▶ _Dataset excerpts_
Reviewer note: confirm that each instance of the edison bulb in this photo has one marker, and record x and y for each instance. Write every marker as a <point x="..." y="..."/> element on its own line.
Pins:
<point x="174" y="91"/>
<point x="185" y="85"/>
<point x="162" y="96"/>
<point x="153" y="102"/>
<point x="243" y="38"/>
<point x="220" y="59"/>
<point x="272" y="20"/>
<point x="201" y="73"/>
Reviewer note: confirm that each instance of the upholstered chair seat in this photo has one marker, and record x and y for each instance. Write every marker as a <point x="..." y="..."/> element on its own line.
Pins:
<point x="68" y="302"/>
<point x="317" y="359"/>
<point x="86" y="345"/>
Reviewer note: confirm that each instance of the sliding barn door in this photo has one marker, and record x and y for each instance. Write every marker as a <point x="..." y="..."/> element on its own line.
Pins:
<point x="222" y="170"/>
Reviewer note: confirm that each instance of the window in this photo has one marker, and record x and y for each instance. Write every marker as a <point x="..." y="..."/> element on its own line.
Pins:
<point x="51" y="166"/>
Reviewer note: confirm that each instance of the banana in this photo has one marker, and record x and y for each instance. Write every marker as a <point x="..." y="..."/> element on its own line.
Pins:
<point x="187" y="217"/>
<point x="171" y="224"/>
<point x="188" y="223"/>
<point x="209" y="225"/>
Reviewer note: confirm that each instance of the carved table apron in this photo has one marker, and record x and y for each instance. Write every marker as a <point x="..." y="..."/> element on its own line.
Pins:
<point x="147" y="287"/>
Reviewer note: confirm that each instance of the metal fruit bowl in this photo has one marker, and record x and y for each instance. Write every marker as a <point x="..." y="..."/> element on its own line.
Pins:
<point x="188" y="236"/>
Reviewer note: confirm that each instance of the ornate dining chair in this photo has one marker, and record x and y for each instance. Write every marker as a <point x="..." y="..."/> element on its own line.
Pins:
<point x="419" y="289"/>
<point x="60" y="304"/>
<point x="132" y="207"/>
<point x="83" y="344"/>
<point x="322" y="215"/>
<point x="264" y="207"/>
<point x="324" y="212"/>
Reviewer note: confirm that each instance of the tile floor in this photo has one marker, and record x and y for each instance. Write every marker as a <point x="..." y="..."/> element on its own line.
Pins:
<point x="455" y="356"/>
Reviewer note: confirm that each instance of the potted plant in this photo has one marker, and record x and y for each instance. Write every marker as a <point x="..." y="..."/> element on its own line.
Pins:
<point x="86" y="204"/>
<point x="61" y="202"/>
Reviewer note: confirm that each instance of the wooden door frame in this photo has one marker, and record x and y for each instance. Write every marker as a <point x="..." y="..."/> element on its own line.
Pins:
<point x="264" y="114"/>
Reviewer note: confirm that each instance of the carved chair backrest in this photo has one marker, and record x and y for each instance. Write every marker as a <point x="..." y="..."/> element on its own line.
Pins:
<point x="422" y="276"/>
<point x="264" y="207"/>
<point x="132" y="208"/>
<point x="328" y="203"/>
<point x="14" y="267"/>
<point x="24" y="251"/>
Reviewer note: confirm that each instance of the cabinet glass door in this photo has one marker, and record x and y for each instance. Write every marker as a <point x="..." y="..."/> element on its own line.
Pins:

▶ _Instructions to follow_
Lines with "carved" in the records: how many are there? Give only the number.

▶ _Result for this exercise_
2